> Requirement 1
According to the text, in what year did the Congregation for the Doctrine of the Faith answer a dubium about baptisms using the "Creator, Redeemer, Sanctifier" formula?
> Requirement 2
Reproduce word for word the part of the text that opens with the words containing "A baptism certificate" and closes with "is, not conditionally.)".

> Text
[Start of Attachment]
The masked terrorists demanded that they convert or be killed by the sword. All of the elderly people said "we prefer to be killed rather than convert." In the event they were ordered to leave the village with only the clothes they were wearing.

This moving and inspiring story of courageous witness to Christ is redolent of the days of ancient Rome. Those who refused to deny their faith yet were not actually martyred yet were called "confessors" because of their stout confession of the faith. Penitents could go to them and ask for a note to say that the confessors had prayed for them; this note or "libellus pacis" could then be taken to the Bishop who could choose to remit all or part of a canonical penance, in view of the power of the prayers of the holy confessors.

There are also many in recent times who have actually been martyred in Iraq because they chose death rather than agree to renounce Christ. They are martyrs because without doubt they were killed propter odium fidei, "on account of hatred of the faith." I hope that a list is kept of their names, along with at least some evidence from witnesses, so that the sacrifice they have made is given due recognition in the life of the Church by their eventual canonisation, and so that people down the ages can remember their heroism and invoke their prayers.

Holy Martyrs and Confessors of Iraq, pray for us.

Wednesday, 27 August 2014

When the validity of baptism is doubtful

Ramsgate 033Fr Hunwicke's Mutual Enrichment is not a blog that can be usefully skim-read. His articles are not long, but they repay more close attention than those of the "5 reasons why Pope Francis didn't really say what everyone thinks he said" genre.

When I find time, as I have just now, I read a number of his posts in sequence. It is always a rewarding experience for me, especially since quite often he tackles something that I have wanted to say but not found the time, and writes on it with erudition and wit. During the past week, we have had, among other things, a discussion on whether Muslims and Christians worship the same God, a gently provocative piece on the lack of Latin among the clergy, and an important post arguing for baptism sub conditione for Anglican converts whose only evidence of Baptism is a certificate.

A baptism certificate was formerly regarded as sufficient, since baptism "according to the rites of the Church of England" is certainly valid. What is now uncertain is how often baptisms are conducted according to a rite that is not approved by the Church of England, specifically, baptism with the form "I baptize you in the name of the Creator, and of the Redeemer, and of the Sanctifier." Baptism using such a form is certainly invalid: the Congregation for the Doctrine of the Faith in 2008 answered a dubium on the matter, saying that persons baptised with such a formula have to be baptized in forma absoluta (that is, not conditionally.)

We must pick a careful path through doubts. Since the practice of using an invalid formula is certainly used in some places and is becoming more common, it is, as Fr Hunwicke says, no longer safe to assume that a baptism is valid simply because it has been carried out in the Church of England.

Sometimes we have other reasons to assume that the baptism is valid: one might know the local vicar, and know that he would always use the proper form (that would be true of my own Anglican neighbour) but we are not usually looking at certificates issued by the local vicar. The convert himself might be able to give assurance that the Rev Blenkinsop of St Mildred's in Thrampton was a sound man and would not have used an invalid form. In such cases, there is no need for conditional baptism.

But without such further evidence I agree with Fr Hunwicke that the doubt that now exists makes it necessary to baptise many converts conditionally since there is a reasonable doubt about the validity of their baptism. If on the other hand, there is evidence that the convert was indeed baptised by a feminist who used the invalid formula, then the baptism was certainly invalid and the convert must be baptised without condition, as the CDF laid down. In modern practice, such a convert would be a catechumen and not a candidate.
[End of Attachment]
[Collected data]
[Start of Attachment]
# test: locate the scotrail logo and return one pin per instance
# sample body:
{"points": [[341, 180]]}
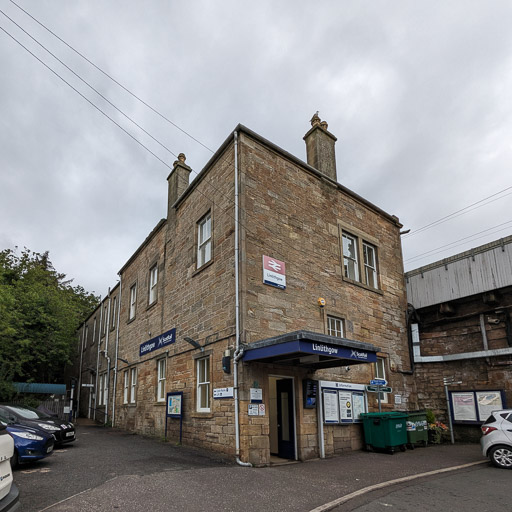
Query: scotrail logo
{"points": [[274, 265], [358, 355]]}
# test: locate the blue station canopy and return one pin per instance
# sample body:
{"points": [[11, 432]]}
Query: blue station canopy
{"points": [[37, 387], [310, 350]]}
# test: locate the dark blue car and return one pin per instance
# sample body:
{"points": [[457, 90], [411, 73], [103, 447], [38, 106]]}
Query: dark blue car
{"points": [[29, 443]]}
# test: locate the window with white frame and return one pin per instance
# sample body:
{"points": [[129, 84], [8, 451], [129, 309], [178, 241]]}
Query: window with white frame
{"points": [[133, 301], [370, 264], [203, 384], [153, 281], [103, 391], [94, 332], [126, 386], [204, 240], [335, 327], [359, 260], [133, 385], [130, 386], [105, 319], [380, 373], [160, 395], [113, 315], [350, 257]]}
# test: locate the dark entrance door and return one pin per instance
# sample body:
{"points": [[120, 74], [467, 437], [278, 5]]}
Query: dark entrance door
{"points": [[285, 419]]}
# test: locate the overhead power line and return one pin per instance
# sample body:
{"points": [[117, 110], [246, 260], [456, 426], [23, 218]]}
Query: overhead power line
{"points": [[460, 212], [153, 109], [456, 243]]}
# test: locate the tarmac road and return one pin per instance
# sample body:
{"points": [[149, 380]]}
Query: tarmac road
{"points": [[108, 469]]}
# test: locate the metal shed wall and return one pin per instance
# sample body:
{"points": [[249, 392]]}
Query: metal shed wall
{"points": [[485, 268]]}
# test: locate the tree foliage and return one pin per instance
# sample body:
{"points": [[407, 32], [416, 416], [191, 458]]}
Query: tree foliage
{"points": [[40, 313]]}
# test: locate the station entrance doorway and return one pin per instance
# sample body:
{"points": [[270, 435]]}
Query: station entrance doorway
{"points": [[282, 417]]}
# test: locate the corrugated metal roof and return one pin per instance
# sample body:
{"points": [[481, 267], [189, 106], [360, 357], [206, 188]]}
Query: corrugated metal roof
{"points": [[482, 269], [35, 387]]}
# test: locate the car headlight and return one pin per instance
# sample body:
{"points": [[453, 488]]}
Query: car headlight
{"points": [[52, 428], [27, 435]]}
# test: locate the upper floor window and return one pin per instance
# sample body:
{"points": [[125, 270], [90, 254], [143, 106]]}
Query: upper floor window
{"points": [[370, 264], [94, 332], [359, 260], [380, 373], [335, 327], [153, 281], [105, 320], [130, 385], [133, 301], [204, 240], [350, 257], [203, 384], [114, 310]]}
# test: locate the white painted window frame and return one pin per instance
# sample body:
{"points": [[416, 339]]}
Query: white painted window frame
{"points": [[204, 240], [203, 372]]}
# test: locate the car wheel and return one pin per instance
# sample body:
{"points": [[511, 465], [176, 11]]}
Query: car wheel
{"points": [[501, 456], [14, 460]]}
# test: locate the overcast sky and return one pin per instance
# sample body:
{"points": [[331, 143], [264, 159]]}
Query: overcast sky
{"points": [[418, 94]]}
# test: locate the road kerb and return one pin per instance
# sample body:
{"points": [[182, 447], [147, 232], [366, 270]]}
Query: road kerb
{"points": [[374, 487]]}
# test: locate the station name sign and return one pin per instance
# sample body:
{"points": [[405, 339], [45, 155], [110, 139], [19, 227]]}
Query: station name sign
{"points": [[157, 342]]}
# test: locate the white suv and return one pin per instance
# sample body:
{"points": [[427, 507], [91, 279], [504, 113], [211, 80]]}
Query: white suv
{"points": [[496, 441], [8, 491]]}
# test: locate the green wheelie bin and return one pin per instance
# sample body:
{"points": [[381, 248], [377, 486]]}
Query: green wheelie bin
{"points": [[385, 431], [417, 429]]}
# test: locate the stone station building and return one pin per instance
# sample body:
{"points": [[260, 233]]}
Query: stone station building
{"points": [[266, 301], [462, 334]]}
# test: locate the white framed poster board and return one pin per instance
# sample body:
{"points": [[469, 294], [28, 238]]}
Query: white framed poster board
{"points": [[464, 406], [345, 404], [331, 410], [488, 401]]}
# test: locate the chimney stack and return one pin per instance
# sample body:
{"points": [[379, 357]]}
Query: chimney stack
{"points": [[320, 147], [178, 181]]}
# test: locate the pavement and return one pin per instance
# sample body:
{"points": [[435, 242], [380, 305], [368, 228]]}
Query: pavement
{"points": [[199, 482]]}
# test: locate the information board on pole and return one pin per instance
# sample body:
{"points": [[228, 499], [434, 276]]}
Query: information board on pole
{"points": [[174, 409], [331, 411]]}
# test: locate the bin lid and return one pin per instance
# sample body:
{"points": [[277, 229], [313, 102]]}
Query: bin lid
{"points": [[384, 415]]}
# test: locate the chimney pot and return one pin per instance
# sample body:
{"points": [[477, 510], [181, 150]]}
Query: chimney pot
{"points": [[320, 147]]}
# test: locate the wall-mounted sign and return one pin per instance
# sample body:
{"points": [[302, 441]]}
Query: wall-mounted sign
{"points": [[345, 404], [175, 404], [331, 411], [223, 393], [157, 342], [309, 392], [256, 395], [475, 406], [253, 410], [274, 272]]}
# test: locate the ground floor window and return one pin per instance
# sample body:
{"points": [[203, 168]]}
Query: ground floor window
{"points": [[203, 384]]}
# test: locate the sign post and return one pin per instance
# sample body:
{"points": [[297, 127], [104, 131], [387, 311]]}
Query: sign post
{"points": [[174, 409]]}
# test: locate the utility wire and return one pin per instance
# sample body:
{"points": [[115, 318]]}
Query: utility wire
{"points": [[458, 213], [456, 242], [112, 78], [254, 242]]}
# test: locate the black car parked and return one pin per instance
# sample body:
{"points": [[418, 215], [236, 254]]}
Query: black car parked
{"points": [[62, 431]]}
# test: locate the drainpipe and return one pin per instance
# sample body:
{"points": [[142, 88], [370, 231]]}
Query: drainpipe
{"points": [[97, 363], [117, 350], [105, 353], [238, 350], [79, 375]]}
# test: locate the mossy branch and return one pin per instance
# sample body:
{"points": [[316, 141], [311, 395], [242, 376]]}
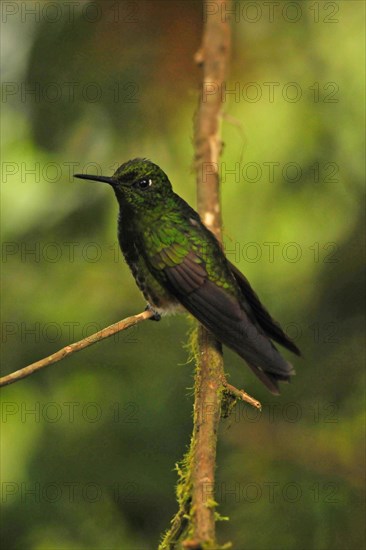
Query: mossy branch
{"points": [[76, 346]]}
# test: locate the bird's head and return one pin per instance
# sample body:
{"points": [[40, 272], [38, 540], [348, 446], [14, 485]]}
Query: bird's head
{"points": [[138, 183]]}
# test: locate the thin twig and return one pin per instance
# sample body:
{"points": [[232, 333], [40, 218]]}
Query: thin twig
{"points": [[73, 348], [241, 394], [214, 58]]}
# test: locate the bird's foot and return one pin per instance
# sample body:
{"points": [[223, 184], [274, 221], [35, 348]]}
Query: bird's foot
{"points": [[156, 316]]}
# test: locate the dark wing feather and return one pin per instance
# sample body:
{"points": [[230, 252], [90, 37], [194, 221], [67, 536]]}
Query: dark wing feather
{"points": [[263, 318], [221, 313]]}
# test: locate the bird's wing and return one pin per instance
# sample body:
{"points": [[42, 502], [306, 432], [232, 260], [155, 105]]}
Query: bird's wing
{"points": [[213, 301], [261, 315]]}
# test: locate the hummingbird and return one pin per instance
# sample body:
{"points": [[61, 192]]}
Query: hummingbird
{"points": [[179, 265]]}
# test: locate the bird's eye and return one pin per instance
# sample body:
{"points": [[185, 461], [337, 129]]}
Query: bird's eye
{"points": [[144, 184]]}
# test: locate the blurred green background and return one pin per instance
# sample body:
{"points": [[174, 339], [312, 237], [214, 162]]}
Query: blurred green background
{"points": [[89, 445]]}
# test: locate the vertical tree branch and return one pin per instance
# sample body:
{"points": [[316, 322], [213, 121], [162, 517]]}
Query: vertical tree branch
{"points": [[195, 519], [214, 57]]}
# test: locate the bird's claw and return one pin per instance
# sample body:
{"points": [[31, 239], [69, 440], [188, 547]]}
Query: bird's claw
{"points": [[156, 316]]}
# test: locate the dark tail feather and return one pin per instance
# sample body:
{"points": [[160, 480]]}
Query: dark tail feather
{"points": [[263, 318]]}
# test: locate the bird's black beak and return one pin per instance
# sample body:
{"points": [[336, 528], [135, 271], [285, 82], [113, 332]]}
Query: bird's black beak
{"points": [[104, 179]]}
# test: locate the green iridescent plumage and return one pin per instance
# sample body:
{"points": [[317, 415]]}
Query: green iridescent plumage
{"points": [[178, 263]]}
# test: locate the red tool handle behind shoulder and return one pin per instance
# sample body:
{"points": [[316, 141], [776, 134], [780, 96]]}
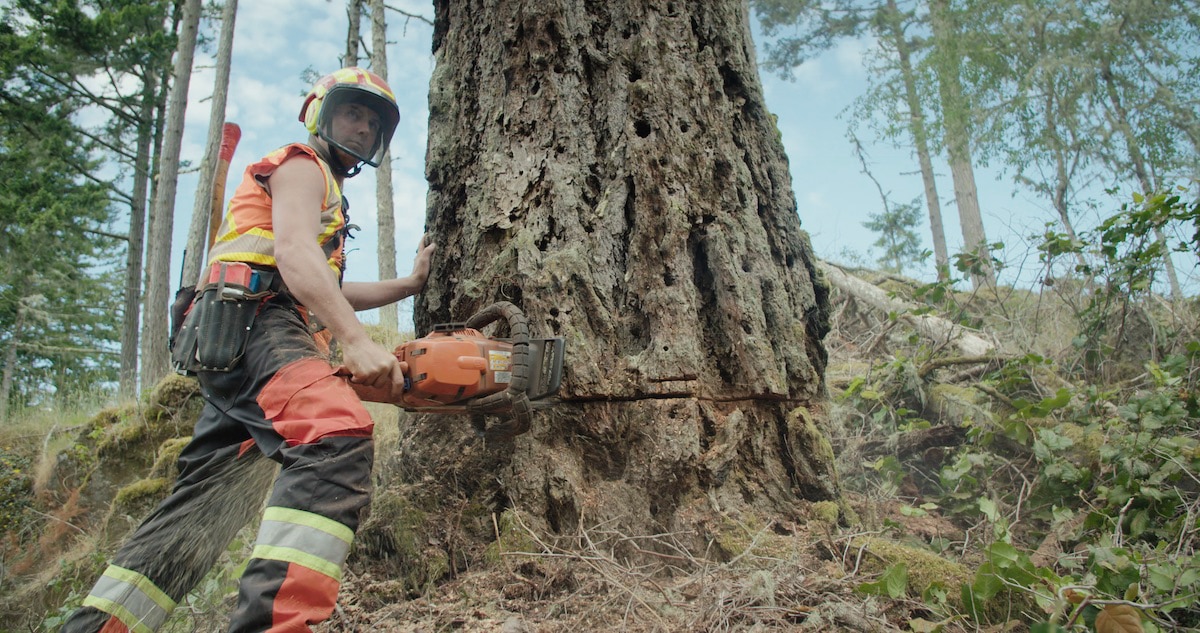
[End of Attachment]
> Expected output 1
It answered the dubium in 2008.

> Expected output 2
A baptism certificate was formerly regarded as sufficient, since baptism "according to the rites of the Church of England" is certainly valid. What is now uncertain is how often baptisms are conducted according to a rite that is not approved by the Church of England, specifically, baptism with the form "I baptize you in the name of the Creator, and of the Redeemer, and of the Sanctifier." Baptism using such a form is certainly invalid: the Congregation for the Doctrine of the Faith in 2008 answered a dubium on the matter, saying that persons baptised with such a formula have to be baptized in forma absoluta (that is, not conditionally.)